* EXTRACT *
—————
Django Schema Migration

18 views
Skip to first unread message

Mike H

unread,
Apr 19, 2007, 10:43:32 AM4/19/07
to django...@googlegroups.com

Hi all,

I've been working on a tool to give me an automated way of altering the
schemas on servers I deploy my django applications to. I know about the
schema-evolution branch, but the current approach of that isn't
completely automated and the work seems to have stopped on it.

The approach I have taken is very simple. Inside each application
installed in your project, you create a migrations module. Inside there
is a list of migrations that need to be applied and an sql directory
that contains the actual migrations themselves.

For example :

cms/
migrations/
migrator.py -- holds the list of migrations to run, in the order
to run them
sql/
InstallInitialStructure.sql
AddNewAttributeColumn.sql
... etc. ...

So with this approach you would create the initial structure sql file
using the django sql generation, then you would have to produce sql
files for each addition / deletion / merge you need to make.

The sql directory can have subdirectories named the same as your database
engine if you need an engine specific sql file.

All that is needed is to copy a migrate.py script into the root of your
project and run 'python migrate.py' - any migrations on any of the
installed applications that have not been run would automatically get
run and a log kept so that migrations do not run twice.
—————
* LISTED ENTRIES *
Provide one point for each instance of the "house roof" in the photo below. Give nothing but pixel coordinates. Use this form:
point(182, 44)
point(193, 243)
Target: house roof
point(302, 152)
—————
Reproduce the Django schema migration post in full, word for word. Draw only on the Django schema migration post.

Django Schema Migration

18 views
Skip to first unread message

Mike H

unread,
Apr 19, 2007, 10:43:32 AM4/19/07
to django...@googlegroups.com

Hi all,

I've been working on a tool to give me an automated way of altering the
schemas on servers I deploy my django applications to. I know about the
schema-evolution branch, but the current approach of that isn't
completely automated and the work seems to have stopped on it.

The approach I have taken is very simple. Inside each application
installed in your project, you create a migrations module. Inside there
is a list of migrations that need to be applied and an sql directory
that contains the actual migrations themselves.

For example :

cms/
migrations/
migrator.py -- holds the list of migrations to run, in the order
to run them
sql/
InstallInitialStructure.sql
AddNewAttributeColumn.sql
... etc. ...

So with this approach you would create the initial structure sql file
using the django sql generation, then you would have to produce sql
files for each addition / deletion / merge you need to make.

The sql directory can have subdirectories named the same as your database
engine if you need an engine specific sql file.

All that is needed is to copy a migrate.py script into the root of your
project and run 'python migrate.py' - any migrations on any of the
installed applications that have not been run would automatically get
run and a log kept so that migrations do not run twice.